DIRECTIONS FOR THIS TASK: Take the line containing "[ ] locate the sunlit water" and every line after it to the end of the material below; reproduce them exactly, without pictures.
══ STORED ROWS ══
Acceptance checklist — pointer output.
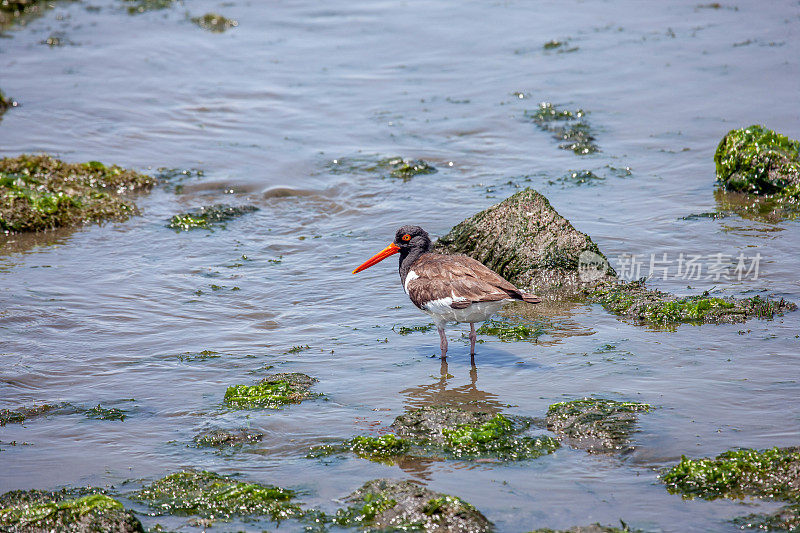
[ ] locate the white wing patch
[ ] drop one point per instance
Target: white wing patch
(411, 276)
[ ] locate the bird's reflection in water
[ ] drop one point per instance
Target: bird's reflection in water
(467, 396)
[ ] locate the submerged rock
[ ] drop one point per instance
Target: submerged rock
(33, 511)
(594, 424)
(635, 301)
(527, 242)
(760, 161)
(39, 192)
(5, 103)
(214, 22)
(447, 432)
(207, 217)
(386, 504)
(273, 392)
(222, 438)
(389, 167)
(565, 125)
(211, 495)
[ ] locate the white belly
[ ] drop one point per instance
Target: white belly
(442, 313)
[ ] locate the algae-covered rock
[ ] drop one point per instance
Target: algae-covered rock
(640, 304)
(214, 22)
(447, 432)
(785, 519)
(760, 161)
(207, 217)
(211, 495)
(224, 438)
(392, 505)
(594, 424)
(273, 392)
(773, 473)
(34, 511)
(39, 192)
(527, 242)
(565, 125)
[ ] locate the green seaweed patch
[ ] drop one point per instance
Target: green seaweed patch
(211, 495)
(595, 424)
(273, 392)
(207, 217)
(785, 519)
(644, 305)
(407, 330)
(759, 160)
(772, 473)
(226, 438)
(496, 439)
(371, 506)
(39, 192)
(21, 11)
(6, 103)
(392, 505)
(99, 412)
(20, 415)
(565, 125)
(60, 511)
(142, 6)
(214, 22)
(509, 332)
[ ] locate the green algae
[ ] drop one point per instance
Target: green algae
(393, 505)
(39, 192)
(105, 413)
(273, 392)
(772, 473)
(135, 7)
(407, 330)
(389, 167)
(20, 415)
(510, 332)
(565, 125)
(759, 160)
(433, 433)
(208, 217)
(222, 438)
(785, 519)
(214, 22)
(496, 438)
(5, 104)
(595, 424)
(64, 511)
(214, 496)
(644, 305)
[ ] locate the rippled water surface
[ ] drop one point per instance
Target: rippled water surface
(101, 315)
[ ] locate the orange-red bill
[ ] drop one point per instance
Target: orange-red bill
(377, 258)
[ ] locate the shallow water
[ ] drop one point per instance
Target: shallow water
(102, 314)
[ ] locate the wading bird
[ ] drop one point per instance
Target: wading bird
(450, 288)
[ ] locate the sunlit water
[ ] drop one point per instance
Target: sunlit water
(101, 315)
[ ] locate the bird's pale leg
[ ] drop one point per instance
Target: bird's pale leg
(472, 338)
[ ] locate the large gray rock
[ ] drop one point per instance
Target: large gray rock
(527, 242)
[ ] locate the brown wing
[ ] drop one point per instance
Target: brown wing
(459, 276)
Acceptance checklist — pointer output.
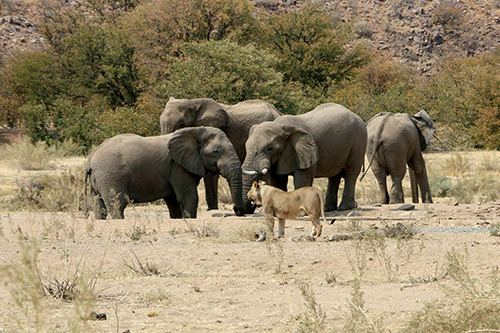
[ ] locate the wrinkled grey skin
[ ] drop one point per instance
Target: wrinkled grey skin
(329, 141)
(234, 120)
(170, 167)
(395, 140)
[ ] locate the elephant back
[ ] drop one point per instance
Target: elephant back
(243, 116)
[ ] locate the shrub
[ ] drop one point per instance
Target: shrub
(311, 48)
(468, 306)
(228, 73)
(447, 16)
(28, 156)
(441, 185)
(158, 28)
═══
SOLUTION TO THE PROBLEM:
[ ] locate the sunlit water
[ ] drop one point per instance
Target: sunlit water
(101, 315)
[ ] locate the bird's pale leg
[ ] drop one point per instance
Target: bird's pale leg
(472, 338)
[ ] locate the large gray rock
[ ] drop one point per instance
Target: large gray rock
(527, 242)
[ ] locate the brown wing
[ ] drop one point per instance
Target: brown wing
(459, 276)
Acceptance checklist — pointer output.
[ ] locate the wrinkled grey skin
[ ] drop one point per instance
Target: wrinkled grey skin
(329, 141)
(234, 120)
(170, 167)
(395, 140)
[ ] locate the elephant back
[ ] drop one point per instance
Target: elephant back
(243, 116)
[ ] locate the shrub
[ ] drop one point per instance
Target: shrub
(311, 48)
(468, 306)
(228, 73)
(447, 16)
(28, 156)
(441, 185)
(158, 28)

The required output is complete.